According to the passage on residential real estate, what share of Europe's residential market do single-family homes make up?

SELECTED EXTRACT:
>>
Residential real estate is the world’s largest asset class by value, and arguably one of the, if not the, oldest.
People needed somewhere to live long before they needed a place to work, shop or even money.
Commercial property sectors such as offices and retail are dominated by institutional investors such as pension funds and insurers. By contrast, housing markets are marked by fragmented ownership, with homes typically owned by private individuals rather than corporations. Single-family homes (both rented and owner-occupied) make up 98% of Europe’s residential market.
Until now, when institutions have invested in European residential real estate, they have focused on multifamily housing (rental apartment blocks), which make up just 2% to 3% of the overall market. In some markets, like the US, Germany and Scandinavia, institutional ownership of multifamily homes is well established. Yet even in those countries, most housing stock is owned by individuals.
This presents a huge untapped opportunity for institutions to access existing granular residential assets that promise higher yields than fixed income, while also offering attractive returns uncorrelated to equities – like multifamily housing does.
<<
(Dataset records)
>>
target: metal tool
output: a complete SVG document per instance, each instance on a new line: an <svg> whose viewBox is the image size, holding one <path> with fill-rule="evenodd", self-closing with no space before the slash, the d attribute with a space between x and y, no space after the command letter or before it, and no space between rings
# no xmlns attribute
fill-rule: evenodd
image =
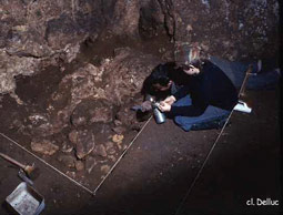
<svg viewBox="0 0 283 215"><path fill-rule="evenodd" d="M26 173L29 177L31 177L32 172L36 170L33 164L32 164L32 165L24 165L24 164L21 164L20 162L13 160L12 157L10 157L10 156L8 156L8 155L6 155L6 154L3 154L3 153L0 153L0 156L1 156L2 158L4 158L6 161L8 161L8 162L10 162L10 163L12 163L12 164L19 166L21 170L24 171L24 173Z"/></svg>

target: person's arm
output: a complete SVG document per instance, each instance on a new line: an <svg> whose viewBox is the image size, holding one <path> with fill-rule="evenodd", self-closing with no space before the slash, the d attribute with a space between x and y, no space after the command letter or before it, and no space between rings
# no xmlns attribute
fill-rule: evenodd
<svg viewBox="0 0 283 215"><path fill-rule="evenodd" d="M173 94L173 96L175 98L175 100L180 100L181 98L184 98L185 95L188 95L190 92L190 86L189 85L184 85L182 86L176 93Z"/></svg>
<svg viewBox="0 0 283 215"><path fill-rule="evenodd" d="M169 116L199 116L204 113L209 103L206 102L203 94L198 94L192 98L192 105L186 106L171 106L171 110L168 112Z"/></svg>

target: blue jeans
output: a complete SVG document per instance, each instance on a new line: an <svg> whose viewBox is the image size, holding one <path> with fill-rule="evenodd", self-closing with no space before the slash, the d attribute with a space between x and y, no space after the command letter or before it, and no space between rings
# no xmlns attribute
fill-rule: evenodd
<svg viewBox="0 0 283 215"><path fill-rule="evenodd" d="M188 106L192 104L190 95L186 95L178 100L174 106ZM213 121L225 120L230 114L230 111L219 109L216 106L209 105L203 114L199 116L175 116L174 122L184 131L189 132L195 125L202 126L202 124Z"/></svg>
<svg viewBox="0 0 283 215"><path fill-rule="evenodd" d="M218 65L232 81L235 88L240 89L244 76L245 71L250 63L241 63L241 62L231 62L226 60L222 60L215 57L211 58L211 62ZM256 63L253 63L253 73L257 70ZM251 75L249 78L246 88L247 89L264 89L270 85L275 85L280 80L280 74L275 71L260 73L256 75ZM172 86L172 92L174 93L178 91L178 88L174 85ZM176 101L173 105L176 106L186 106L191 105L192 100L190 95L182 98L181 100ZM192 130L195 125L198 127L202 126L203 124L209 124L211 122L215 122L219 120L225 120L230 114L230 111L222 110L212 105L209 105L208 109L204 111L202 115L199 116L175 116L174 122L182 127L184 131Z"/></svg>

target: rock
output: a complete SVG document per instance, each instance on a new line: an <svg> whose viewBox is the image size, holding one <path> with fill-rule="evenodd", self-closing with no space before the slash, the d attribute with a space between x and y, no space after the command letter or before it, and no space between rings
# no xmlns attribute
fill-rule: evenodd
<svg viewBox="0 0 283 215"><path fill-rule="evenodd" d="M114 143L122 143L123 139L124 139L124 136L123 136L123 135L119 135L119 134L114 134L114 135L112 136L112 141L113 141Z"/></svg>
<svg viewBox="0 0 283 215"><path fill-rule="evenodd" d="M74 165L75 165L75 170L77 170L77 171L83 171L83 168L84 168L84 164L83 164L82 161L77 161L77 162L74 163Z"/></svg>
<svg viewBox="0 0 283 215"><path fill-rule="evenodd" d="M108 155L105 146L103 144L97 145L93 155L105 157Z"/></svg>
<svg viewBox="0 0 283 215"><path fill-rule="evenodd" d="M77 142L78 142L78 131L77 130L71 131L69 133L68 137L71 141L71 143L77 144Z"/></svg>
<svg viewBox="0 0 283 215"><path fill-rule="evenodd" d="M127 126L132 126L137 122L135 112L130 110L130 106L123 106L122 110L120 110L115 117Z"/></svg>
<svg viewBox="0 0 283 215"><path fill-rule="evenodd" d="M95 161L94 157L92 156L88 156L85 158L85 170L88 171L88 173L91 173L91 171L93 170L93 167L98 164L98 162Z"/></svg>
<svg viewBox="0 0 283 215"><path fill-rule="evenodd" d="M58 161L62 162L67 167L74 168L75 167L75 157L71 155L60 155Z"/></svg>
<svg viewBox="0 0 283 215"><path fill-rule="evenodd" d="M40 154L53 155L59 150L59 146L54 145L49 140L44 140L44 139L43 140L32 140L31 150L33 152L38 152Z"/></svg>
<svg viewBox="0 0 283 215"><path fill-rule="evenodd" d="M111 170L111 167L110 167L109 165L102 165L102 166L100 167L100 171L101 171L102 173L104 173L104 174L108 174L110 170Z"/></svg>
<svg viewBox="0 0 283 215"><path fill-rule="evenodd" d="M65 174L73 180L75 178L75 172L73 171L67 171Z"/></svg>
<svg viewBox="0 0 283 215"><path fill-rule="evenodd" d="M117 134L122 134L127 131L124 126L115 126L112 129Z"/></svg>
<svg viewBox="0 0 283 215"><path fill-rule="evenodd" d="M109 155L108 158L112 162L115 162L117 161L117 157L114 155Z"/></svg>
<svg viewBox="0 0 283 215"><path fill-rule="evenodd" d="M61 147L61 152L71 153L72 151L73 151L73 145L70 145L69 143L63 143Z"/></svg>
<svg viewBox="0 0 283 215"><path fill-rule="evenodd" d="M111 147L110 150L108 150L108 153L109 153L109 154L115 154L115 149L114 149L114 147Z"/></svg>
<svg viewBox="0 0 283 215"><path fill-rule="evenodd" d="M71 115L71 122L75 126L94 122L108 123L112 121L112 109L105 100L83 100L78 104Z"/></svg>
<svg viewBox="0 0 283 215"><path fill-rule="evenodd" d="M113 149L113 147L114 147L114 143L113 143L113 142L109 141L109 142L105 143L105 150L107 150L107 151L108 151L108 150L111 150L111 149Z"/></svg>
<svg viewBox="0 0 283 215"><path fill-rule="evenodd" d="M81 130L78 131L75 142L75 154L78 158L83 158L90 154L94 149L94 134L92 131Z"/></svg>

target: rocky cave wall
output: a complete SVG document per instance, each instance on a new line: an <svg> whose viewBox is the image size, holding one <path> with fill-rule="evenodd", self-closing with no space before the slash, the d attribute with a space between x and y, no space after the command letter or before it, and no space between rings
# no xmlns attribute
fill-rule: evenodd
<svg viewBox="0 0 283 215"><path fill-rule="evenodd" d="M71 62L82 41L107 34L151 40L165 32L230 60L279 49L276 0L0 0L0 20L2 94L14 92L17 75Z"/></svg>

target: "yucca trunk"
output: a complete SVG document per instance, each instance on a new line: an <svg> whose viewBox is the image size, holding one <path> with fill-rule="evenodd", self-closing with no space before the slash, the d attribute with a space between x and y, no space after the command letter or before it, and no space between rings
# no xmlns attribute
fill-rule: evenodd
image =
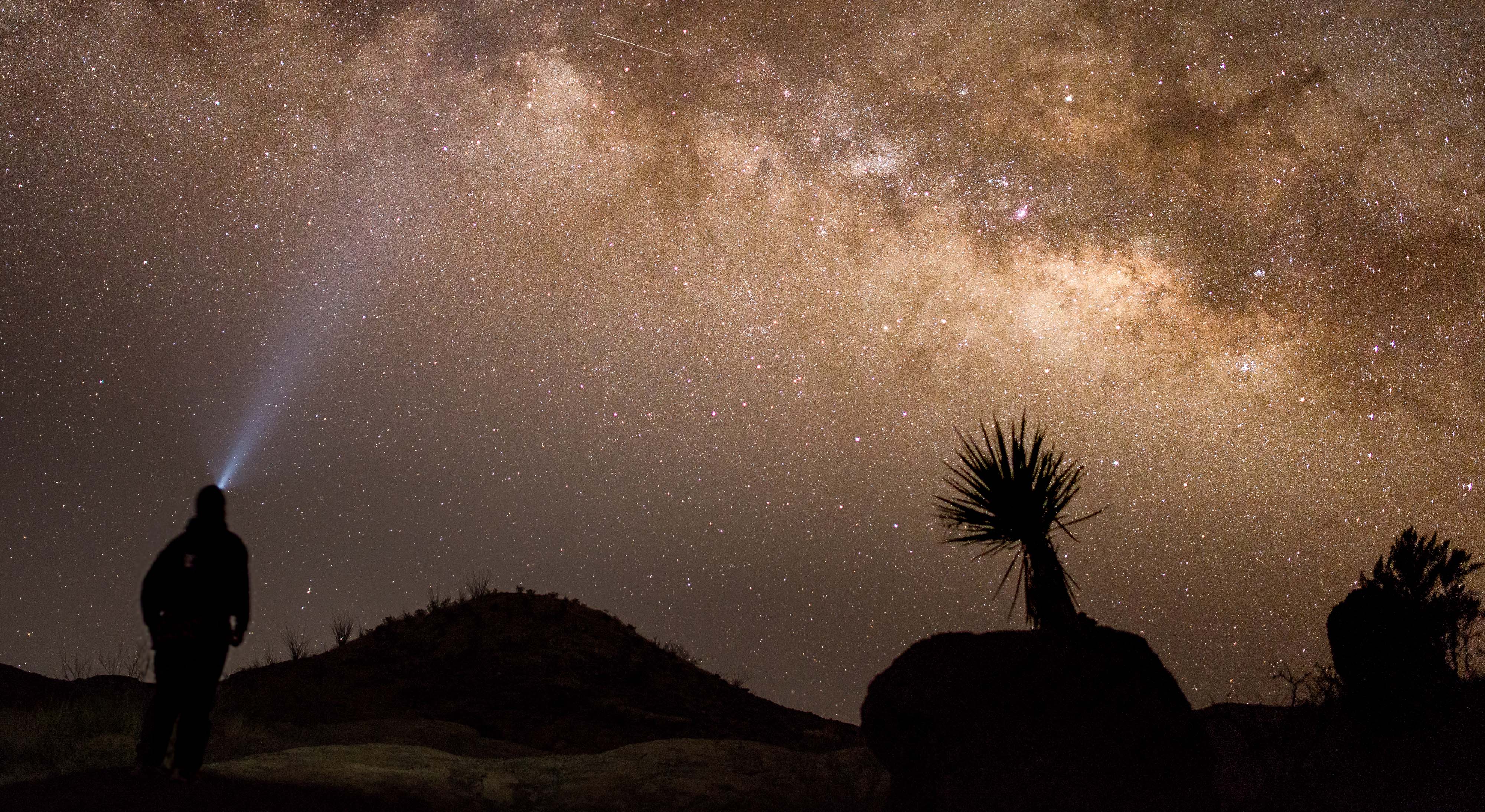
<svg viewBox="0 0 1485 812"><path fill-rule="evenodd" d="M1057 560L1057 549L1047 539L1025 542L1026 615L1032 626L1063 631L1074 625L1078 609L1072 603L1068 576Z"/></svg>

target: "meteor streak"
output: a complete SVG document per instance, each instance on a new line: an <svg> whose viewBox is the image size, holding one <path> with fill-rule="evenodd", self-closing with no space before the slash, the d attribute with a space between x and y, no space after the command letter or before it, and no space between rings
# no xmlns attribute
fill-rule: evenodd
<svg viewBox="0 0 1485 812"><path fill-rule="evenodd" d="M594 31L594 34L598 34L598 33ZM643 45L640 45L637 42L621 40L619 37L610 37L607 34L598 34L598 36L603 37L603 39L613 40L613 42L621 42L624 45L633 45L634 48L643 48L644 50L655 50L653 48L646 48L646 46L643 46ZM655 50L655 53L659 53L661 56L670 56L670 53L665 53L664 50Z"/></svg>

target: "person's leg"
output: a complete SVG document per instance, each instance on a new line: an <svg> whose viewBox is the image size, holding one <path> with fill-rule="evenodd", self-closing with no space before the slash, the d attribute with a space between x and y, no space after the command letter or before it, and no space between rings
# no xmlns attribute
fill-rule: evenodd
<svg viewBox="0 0 1485 812"><path fill-rule="evenodd" d="M154 696L144 710L140 724L140 745L135 748L140 769L153 770L165 763L171 730L180 716L181 674L178 652L168 647L154 650Z"/></svg>
<svg viewBox="0 0 1485 812"><path fill-rule="evenodd" d="M227 647L193 650L189 665L189 684L181 692L180 724L175 732L175 772L192 779L200 770L206 756L206 738L211 735L211 708L217 704L217 681L227 661Z"/></svg>

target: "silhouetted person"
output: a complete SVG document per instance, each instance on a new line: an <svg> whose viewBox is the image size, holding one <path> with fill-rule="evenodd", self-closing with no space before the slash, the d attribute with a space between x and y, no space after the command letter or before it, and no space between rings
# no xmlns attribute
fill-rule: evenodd
<svg viewBox="0 0 1485 812"><path fill-rule="evenodd" d="M217 485L196 494L196 517L144 576L140 606L154 646L154 698L144 711L140 769L157 772L175 729L172 778L200 769L211 733L217 680L227 646L248 629L248 548L227 530Z"/></svg>

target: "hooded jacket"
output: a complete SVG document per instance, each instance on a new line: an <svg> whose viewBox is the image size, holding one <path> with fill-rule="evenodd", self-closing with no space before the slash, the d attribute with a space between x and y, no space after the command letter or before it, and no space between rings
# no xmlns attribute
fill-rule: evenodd
<svg viewBox="0 0 1485 812"><path fill-rule="evenodd" d="M154 647L221 643L248 629L248 548L224 521L200 517L154 558L140 592ZM236 618L236 626L227 619Z"/></svg>

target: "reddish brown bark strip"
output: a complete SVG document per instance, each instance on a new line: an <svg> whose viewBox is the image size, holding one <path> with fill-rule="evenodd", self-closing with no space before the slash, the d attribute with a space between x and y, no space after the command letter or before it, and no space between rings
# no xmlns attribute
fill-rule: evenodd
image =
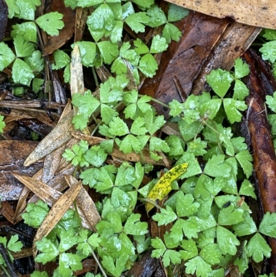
<<
THE SOLUTION: 98%